**THE PROBLEM**
Below, copy out the rows word for word, from the line containing "Teacher note: indicate the woman's" through the line containing "Teacher note: indicate the nose", both lines included.
>> BEGIN TASK MATERIAL
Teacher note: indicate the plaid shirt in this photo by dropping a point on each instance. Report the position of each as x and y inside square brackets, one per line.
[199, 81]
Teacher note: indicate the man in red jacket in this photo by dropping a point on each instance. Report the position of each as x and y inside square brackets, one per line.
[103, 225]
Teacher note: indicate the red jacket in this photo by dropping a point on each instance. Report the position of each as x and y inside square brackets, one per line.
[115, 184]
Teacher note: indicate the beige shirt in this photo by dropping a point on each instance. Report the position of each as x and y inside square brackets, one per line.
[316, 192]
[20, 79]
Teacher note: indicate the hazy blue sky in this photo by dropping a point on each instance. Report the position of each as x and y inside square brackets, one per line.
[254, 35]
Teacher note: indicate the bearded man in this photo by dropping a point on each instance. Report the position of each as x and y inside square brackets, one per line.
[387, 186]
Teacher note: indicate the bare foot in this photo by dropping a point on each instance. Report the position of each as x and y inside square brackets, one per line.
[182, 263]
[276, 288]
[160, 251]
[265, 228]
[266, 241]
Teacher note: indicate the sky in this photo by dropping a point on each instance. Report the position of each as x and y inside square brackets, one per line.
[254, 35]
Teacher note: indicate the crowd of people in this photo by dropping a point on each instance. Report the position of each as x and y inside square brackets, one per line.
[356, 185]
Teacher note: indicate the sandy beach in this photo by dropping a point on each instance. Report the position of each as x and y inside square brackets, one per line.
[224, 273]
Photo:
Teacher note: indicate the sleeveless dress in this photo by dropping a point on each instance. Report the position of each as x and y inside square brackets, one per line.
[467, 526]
>> END TASK MATERIAL
>> BEGIN TASK MATERIAL
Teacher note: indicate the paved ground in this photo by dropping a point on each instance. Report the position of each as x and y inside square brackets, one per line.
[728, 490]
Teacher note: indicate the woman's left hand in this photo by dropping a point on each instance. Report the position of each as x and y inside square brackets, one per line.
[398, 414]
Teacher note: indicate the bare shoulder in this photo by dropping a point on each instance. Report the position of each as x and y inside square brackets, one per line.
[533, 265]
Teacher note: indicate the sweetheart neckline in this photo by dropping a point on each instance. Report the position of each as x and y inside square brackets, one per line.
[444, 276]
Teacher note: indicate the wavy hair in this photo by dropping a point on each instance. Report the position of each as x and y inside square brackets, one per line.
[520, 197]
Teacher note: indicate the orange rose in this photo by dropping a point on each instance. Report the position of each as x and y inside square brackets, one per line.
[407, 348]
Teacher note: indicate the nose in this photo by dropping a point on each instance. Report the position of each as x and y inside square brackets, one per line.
>> END TASK MATERIAL
>> BEGIN TASK MATERIAL
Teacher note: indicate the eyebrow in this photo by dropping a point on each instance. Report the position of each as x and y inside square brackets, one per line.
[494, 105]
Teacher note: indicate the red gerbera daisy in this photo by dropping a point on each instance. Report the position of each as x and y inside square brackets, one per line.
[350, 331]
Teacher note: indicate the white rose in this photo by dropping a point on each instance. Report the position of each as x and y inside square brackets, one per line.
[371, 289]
>> END TASK MATERIAL
**EXPECTED ANSWER**
Teacher note: indicate the woman's left hand in this photo by dropping a point on each instance. Report the position of each as x and y inside square brackets, one per line.
[398, 414]
Teacher note: indicate the bare shoulder in this photo by dropping a point on each instance. Report the position of each as x and y inside square brackets, one per line.
[533, 265]
Teacher note: indicate the sweetheart neckline in this photo by dropping a point on each instance. Report the position of each as x and y inside square brackets, one per line.
[444, 276]
Teacher note: indicate the wavy hair in this photo by dropping a point on each instance. Report the position of each as x and y inside square brackets, one per line.
[520, 197]
Teacher note: indicate the orange rose in this photo by dropping a point on each instance. Report the position of each as x and y inside square brackets, one per line.
[407, 348]
Teacher note: indicate the nose in this photo by dropping a point on each instance. Report the position of each as x and y inside square brackets, one per line.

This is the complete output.